TO BE DONE —
Write each line exactly, from the line that holds "Where can the tree" through the final line of the material, and no other line.
┄┄┄┄┄┄┄┄┄┄┄┄┄┄┄┄┄┄┄┄
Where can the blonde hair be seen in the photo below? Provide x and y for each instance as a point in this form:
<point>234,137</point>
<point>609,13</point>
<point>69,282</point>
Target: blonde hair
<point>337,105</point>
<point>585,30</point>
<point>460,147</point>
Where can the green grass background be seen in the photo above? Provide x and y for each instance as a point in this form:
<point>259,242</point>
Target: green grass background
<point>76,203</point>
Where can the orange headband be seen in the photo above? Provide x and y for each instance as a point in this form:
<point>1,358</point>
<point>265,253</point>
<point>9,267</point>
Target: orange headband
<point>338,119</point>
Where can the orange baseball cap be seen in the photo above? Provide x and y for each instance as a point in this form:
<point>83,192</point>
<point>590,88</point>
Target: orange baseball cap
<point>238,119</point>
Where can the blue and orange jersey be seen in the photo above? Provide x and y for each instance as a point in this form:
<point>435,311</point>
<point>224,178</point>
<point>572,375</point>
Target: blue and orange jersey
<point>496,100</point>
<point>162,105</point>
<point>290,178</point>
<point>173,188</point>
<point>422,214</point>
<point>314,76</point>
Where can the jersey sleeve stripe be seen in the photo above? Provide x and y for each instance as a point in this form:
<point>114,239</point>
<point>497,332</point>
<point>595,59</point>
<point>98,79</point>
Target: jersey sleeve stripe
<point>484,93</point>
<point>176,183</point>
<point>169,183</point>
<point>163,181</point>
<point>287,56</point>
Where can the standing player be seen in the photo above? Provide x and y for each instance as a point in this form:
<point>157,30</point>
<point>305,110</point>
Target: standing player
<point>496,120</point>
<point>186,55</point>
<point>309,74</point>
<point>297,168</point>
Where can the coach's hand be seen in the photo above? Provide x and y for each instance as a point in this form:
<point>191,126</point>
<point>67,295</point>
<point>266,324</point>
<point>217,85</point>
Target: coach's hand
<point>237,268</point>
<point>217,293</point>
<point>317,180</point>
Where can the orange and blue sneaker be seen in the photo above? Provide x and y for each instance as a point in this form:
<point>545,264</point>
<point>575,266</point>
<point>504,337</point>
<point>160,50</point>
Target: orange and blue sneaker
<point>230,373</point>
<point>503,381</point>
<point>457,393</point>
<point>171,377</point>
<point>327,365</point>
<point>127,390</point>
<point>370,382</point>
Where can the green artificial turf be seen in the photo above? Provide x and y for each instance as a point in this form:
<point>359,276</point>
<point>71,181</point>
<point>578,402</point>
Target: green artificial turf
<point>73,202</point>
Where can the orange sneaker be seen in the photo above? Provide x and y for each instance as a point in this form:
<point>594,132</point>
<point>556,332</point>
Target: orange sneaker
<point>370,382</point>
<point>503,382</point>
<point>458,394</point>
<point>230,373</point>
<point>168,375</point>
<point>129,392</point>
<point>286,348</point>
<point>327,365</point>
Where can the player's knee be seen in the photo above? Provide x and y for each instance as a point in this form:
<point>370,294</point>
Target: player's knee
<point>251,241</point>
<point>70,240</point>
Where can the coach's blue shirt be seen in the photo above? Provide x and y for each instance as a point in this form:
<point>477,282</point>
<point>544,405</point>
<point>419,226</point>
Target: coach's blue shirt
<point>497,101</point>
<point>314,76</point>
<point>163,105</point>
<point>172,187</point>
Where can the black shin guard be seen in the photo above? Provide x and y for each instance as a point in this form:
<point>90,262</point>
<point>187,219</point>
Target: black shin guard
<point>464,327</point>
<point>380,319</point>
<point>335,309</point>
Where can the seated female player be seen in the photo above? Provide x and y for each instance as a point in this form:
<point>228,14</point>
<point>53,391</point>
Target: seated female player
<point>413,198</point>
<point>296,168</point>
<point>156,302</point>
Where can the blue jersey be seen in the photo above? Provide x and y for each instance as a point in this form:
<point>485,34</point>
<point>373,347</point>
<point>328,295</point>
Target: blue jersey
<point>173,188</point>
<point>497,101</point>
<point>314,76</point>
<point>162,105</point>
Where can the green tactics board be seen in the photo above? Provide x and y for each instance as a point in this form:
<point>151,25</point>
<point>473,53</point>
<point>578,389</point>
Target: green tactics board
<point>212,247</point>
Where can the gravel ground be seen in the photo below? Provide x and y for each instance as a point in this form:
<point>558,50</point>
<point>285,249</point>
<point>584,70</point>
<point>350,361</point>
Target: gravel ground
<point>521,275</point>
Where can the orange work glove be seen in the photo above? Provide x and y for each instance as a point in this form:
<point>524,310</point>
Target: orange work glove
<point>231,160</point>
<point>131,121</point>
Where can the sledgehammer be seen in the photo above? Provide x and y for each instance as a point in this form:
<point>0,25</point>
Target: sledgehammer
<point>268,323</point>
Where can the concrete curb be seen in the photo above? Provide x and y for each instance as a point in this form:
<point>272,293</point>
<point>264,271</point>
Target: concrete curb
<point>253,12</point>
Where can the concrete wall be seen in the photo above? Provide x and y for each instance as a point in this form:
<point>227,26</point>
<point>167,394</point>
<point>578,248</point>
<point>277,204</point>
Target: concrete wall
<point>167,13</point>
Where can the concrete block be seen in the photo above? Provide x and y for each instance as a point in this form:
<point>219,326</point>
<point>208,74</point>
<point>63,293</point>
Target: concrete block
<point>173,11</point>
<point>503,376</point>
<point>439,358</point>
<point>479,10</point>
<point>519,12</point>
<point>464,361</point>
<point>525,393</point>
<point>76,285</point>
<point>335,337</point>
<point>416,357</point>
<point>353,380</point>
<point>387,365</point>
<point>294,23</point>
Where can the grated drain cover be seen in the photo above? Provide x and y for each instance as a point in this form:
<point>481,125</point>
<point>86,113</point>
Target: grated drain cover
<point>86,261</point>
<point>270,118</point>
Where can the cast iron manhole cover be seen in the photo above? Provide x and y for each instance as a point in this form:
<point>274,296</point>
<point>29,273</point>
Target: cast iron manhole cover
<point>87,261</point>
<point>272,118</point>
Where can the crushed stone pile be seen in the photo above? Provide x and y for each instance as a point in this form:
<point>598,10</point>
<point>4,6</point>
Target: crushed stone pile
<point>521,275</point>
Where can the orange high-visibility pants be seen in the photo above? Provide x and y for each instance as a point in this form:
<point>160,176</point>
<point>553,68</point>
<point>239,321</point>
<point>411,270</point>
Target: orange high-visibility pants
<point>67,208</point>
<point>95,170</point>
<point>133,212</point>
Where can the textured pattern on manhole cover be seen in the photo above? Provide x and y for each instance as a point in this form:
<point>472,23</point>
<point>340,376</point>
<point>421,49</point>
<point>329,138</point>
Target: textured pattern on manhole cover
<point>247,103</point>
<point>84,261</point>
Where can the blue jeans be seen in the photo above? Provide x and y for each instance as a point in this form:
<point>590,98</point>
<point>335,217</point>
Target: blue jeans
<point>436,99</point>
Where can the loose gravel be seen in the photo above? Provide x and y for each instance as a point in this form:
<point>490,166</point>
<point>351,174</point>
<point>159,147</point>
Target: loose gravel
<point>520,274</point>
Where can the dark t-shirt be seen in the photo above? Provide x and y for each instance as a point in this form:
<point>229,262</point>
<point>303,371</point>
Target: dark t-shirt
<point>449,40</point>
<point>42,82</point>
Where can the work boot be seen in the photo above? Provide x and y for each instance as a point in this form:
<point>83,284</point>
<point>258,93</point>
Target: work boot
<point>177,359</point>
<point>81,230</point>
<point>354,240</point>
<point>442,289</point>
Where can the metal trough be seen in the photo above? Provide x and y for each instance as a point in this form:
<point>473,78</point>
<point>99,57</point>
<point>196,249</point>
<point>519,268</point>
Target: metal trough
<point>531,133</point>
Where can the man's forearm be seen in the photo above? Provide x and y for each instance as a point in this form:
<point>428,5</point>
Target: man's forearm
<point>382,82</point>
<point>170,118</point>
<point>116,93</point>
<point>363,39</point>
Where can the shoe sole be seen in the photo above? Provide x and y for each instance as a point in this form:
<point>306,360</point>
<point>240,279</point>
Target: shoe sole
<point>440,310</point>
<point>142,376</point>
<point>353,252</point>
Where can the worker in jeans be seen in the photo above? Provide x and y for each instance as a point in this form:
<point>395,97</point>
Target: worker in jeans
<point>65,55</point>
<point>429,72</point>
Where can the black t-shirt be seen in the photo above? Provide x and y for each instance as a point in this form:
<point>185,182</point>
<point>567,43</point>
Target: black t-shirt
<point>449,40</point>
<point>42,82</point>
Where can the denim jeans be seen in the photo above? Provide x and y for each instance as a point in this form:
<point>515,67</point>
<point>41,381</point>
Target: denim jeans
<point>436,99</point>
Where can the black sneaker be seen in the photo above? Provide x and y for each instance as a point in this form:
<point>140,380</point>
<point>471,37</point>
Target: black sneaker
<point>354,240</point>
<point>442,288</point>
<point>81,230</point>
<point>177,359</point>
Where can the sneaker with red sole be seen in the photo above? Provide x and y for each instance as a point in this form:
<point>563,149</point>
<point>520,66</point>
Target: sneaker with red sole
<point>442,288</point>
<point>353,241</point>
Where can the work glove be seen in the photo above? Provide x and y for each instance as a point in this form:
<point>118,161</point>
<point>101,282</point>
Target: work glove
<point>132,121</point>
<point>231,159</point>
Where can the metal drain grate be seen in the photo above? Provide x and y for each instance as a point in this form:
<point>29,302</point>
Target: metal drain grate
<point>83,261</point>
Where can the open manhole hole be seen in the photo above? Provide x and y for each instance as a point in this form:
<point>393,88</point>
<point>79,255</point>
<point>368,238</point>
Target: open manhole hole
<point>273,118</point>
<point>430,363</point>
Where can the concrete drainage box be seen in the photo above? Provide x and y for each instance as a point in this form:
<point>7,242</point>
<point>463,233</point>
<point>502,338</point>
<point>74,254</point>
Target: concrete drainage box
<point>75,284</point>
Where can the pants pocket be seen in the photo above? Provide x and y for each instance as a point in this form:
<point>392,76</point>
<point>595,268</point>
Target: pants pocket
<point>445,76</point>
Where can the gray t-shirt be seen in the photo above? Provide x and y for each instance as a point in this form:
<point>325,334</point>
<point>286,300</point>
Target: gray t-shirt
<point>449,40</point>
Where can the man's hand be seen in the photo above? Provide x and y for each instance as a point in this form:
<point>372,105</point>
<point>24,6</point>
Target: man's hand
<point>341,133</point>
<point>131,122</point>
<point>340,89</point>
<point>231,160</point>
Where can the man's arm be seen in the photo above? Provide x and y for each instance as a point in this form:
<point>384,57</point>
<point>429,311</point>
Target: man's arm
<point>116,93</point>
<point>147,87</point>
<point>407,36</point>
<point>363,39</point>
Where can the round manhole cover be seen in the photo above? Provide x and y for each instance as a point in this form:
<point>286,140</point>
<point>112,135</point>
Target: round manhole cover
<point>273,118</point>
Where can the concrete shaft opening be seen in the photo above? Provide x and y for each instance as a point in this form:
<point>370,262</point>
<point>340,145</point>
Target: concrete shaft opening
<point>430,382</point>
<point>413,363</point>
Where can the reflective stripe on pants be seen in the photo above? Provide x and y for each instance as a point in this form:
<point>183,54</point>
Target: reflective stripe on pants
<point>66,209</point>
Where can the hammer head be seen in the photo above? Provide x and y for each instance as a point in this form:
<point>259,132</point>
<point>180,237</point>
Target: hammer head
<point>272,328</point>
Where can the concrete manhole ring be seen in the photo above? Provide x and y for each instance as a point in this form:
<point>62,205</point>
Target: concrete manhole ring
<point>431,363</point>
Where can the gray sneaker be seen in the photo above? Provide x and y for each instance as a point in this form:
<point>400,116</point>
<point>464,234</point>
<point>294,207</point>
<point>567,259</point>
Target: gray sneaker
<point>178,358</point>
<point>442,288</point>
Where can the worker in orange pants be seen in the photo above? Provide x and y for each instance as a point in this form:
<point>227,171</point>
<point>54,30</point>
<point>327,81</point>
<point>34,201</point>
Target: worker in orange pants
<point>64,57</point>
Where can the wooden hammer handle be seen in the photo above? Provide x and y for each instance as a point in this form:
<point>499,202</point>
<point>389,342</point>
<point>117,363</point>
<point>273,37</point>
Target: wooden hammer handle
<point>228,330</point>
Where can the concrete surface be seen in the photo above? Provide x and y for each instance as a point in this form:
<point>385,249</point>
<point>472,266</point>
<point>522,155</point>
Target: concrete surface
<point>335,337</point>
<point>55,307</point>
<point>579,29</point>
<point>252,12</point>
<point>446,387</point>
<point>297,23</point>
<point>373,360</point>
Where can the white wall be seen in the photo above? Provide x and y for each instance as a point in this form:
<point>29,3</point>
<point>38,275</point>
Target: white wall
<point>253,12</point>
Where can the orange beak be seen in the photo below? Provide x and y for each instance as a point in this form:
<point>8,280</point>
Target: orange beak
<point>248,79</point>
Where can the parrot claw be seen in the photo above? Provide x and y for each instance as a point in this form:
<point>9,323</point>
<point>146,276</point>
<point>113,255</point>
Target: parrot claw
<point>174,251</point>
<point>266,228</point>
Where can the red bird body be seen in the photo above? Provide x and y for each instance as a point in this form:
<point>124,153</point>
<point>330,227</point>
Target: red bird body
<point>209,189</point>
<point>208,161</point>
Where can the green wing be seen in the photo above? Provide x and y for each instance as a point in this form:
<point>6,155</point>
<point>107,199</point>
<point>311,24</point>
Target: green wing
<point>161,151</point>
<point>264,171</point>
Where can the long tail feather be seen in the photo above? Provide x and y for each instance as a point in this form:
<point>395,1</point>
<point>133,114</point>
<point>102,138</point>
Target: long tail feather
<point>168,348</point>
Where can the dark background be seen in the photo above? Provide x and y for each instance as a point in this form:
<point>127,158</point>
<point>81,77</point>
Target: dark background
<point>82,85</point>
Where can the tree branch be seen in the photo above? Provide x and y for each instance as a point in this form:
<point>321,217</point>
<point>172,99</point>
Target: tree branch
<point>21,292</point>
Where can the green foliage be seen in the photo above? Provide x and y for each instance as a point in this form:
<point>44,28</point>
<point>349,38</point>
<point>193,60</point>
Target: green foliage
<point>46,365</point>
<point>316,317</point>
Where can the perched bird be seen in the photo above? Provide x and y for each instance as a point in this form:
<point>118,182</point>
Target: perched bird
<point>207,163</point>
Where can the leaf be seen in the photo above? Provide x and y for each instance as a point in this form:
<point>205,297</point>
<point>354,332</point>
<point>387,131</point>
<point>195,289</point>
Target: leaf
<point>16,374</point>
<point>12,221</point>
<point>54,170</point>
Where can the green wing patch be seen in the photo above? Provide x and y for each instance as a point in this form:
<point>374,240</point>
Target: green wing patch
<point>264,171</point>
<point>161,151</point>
┄┄┄┄┄┄┄┄┄┄┄┄┄┄┄┄┄┄┄┄
SOLUTION FOR THIS TASK —
Where can the tree branch be seen in the photo above? Provide x and y for each instance as a point in this form:
<point>321,217</point>
<point>172,99</point>
Target: tree branch
<point>21,292</point>
Where can the green foliage be seen in the photo above? Provide x and y for each instance as a point in this form:
<point>44,28</point>
<point>349,38</point>
<point>193,60</point>
Target: green foliage
<point>46,365</point>
<point>316,317</point>
Where can the perched bird be seen in the photo above? Provide x and y for each instance as a point in this form:
<point>118,182</point>
Target: perched bird
<point>207,163</point>
Where can the leaf be seen in the photo above? Provide x and y for each instance as a point in this form:
<point>205,297</point>
<point>354,332</point>
<point>387,131</point>
<point>195,289</point>
Target: leaf
<point>16,374</point>
<point>12,221</point>
<point>54,170</point>
Where can the green wing patch be seen in the photo above? Provide x and y for each instance as a point in this form:
<point>374,240</point>
Target: green wing patch
<point>264,171</point>
<point>161,151</point>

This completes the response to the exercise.